Выбранный текст ::
Гражданский истец пользуется правом участия в заключительных прениях после обвинительной речи прокурора или частного обвинителя (ст. 736)*(298); вопреки высказанному в нашей литературе мнению, право это принадлежит гражданскому истцу во всех случаях уголовно-судебного разбирательства в общих судебных местах*(299). Гражданский истец, согласно разъяснению Сената, может представлять объяснения и участвовать в заключительных прениях по делам, производящимся как без участия присяжных заседателей, так и с их участием, причем объяснения гражданского истца, имеющие предметом доказательства совершения преступления, следуют после обвинительной речи, а объяснения, касающиеся гражданских последствий преступления, предъявляются после решения присяжных (К. р. 1867/64, по д. Крашенникова; 1868/956, по д. Лукьянова и др.; 1874/331, по д. Радзиевского и Ковалева; 1875/220, по д. Рязановых).

В объяснениях своих гражданский истец, по ст. 742, "может объяснять и доказывать все те действия и обстоятельства, от признания и определения которых зависят его требования", а именно: он может доказывать, что событие преступления действительно совершилось, что оно было деянием виновного и что виновный подлежит ответственности, насколько это необходимо для признания гражданского иска*(300). Но гражданский истец, стремясь к возмещению имущественного ущерба, причиненного ему преступным деянием, "не должен касаться уголовной ответственности" (ст. 742), т. е. вопросов о свойстве и степени вины обвиняемого с точки зрения уголовного закона и применения наказания, так как эти вопросы составляют исключительно содержание обвинительной речи прокурора (ст. 737 и 738); так, напр., гражданский истец не может касаться вопроса о степени умысла, о мере ответственности соучастников по правилам, установленным в Уложении о наказании, обстоятельств, увеличивающих вину обвиняемого, и т. д. В делах, рассматриваемых с участием присяжных заседателей, гражданский истец объясняет законные права свои на получение требуемого вознаграждения после вердикта присяжных, причем он пользуется этим правом во всех случаях судебного разбирательства, будет ли последствием его обвинительный или оправдательный приговор; правило это имеет основанием своим то высказанное в мотивах к Уставу соображение, что гражданский иск не подлежит разрешению присяжных заседателей, а потому нет необходимости допускать потерпевшее от преступления лицо к объяснению прав его на вознаграждение за вред и убытки пред присяжными (ст. 743, 821-823*(301).

Вопросы и задания ::
- A) Перечислите все обстоятельства, которые, согласно выбранному тексту, гражданский истец может доказывать по ст. 742.
- B) Когда, согласно выбранному тексту, гражданский истец в делах с участием присяжных заседателей объясняет свои законные права на получение требуемого вознаграждения?

Исходные данные ::
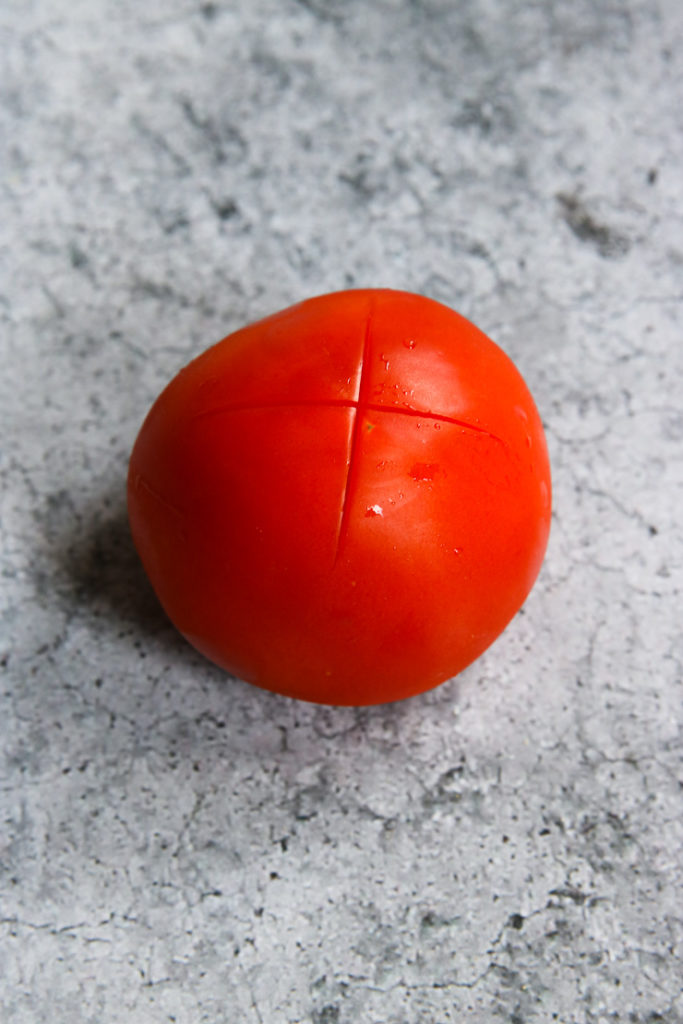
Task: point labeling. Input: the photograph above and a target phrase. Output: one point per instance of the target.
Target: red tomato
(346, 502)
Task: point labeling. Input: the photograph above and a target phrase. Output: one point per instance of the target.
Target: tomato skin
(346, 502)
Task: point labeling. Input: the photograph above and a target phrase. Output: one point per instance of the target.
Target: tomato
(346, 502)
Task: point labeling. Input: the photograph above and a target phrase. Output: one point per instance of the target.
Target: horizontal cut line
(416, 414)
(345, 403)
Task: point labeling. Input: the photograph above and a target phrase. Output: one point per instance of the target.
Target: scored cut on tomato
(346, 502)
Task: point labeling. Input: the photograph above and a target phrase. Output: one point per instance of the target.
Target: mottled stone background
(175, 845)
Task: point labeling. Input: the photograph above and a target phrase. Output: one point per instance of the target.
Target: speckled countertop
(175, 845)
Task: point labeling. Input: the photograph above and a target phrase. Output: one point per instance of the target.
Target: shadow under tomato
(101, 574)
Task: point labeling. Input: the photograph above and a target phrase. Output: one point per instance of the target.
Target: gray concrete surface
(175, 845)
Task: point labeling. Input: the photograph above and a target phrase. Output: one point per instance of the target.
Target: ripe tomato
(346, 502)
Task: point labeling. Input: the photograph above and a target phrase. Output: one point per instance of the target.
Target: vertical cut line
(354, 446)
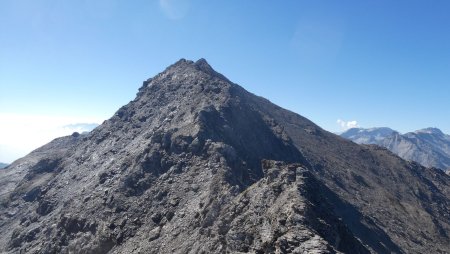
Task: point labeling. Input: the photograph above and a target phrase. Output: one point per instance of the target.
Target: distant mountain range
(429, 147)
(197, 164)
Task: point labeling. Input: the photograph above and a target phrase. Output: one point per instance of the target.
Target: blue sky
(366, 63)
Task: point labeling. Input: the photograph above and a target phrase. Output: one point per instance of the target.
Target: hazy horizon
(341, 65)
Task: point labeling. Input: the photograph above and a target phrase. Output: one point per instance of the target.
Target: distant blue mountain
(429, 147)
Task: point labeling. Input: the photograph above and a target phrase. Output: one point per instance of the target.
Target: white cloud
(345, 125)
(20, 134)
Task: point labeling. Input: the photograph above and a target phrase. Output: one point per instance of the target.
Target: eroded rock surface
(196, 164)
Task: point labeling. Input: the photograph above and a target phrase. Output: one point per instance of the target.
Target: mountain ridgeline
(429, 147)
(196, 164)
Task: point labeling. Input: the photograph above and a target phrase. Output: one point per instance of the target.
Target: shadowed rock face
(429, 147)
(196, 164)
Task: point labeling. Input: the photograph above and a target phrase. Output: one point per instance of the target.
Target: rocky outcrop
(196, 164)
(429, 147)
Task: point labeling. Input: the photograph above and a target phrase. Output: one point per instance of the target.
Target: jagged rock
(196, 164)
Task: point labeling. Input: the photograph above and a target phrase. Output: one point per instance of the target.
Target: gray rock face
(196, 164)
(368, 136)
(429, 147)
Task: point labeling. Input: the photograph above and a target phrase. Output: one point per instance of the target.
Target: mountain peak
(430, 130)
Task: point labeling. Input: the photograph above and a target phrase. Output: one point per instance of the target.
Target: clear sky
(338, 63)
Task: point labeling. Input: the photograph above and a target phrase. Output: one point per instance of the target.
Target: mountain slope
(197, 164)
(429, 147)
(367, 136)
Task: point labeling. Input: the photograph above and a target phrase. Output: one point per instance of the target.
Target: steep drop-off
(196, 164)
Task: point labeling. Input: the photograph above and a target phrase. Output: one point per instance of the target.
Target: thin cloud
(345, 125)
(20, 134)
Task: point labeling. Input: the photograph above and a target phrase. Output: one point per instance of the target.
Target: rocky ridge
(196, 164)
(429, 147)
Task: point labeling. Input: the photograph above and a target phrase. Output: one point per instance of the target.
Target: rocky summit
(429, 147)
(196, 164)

Ответы ::
- A)
- Событие преступления действительно совершилось.
- Оно было деянием виновного.
- Виновный подлежит ответственности.

- B) Он объясняет их после вердикта присяжных.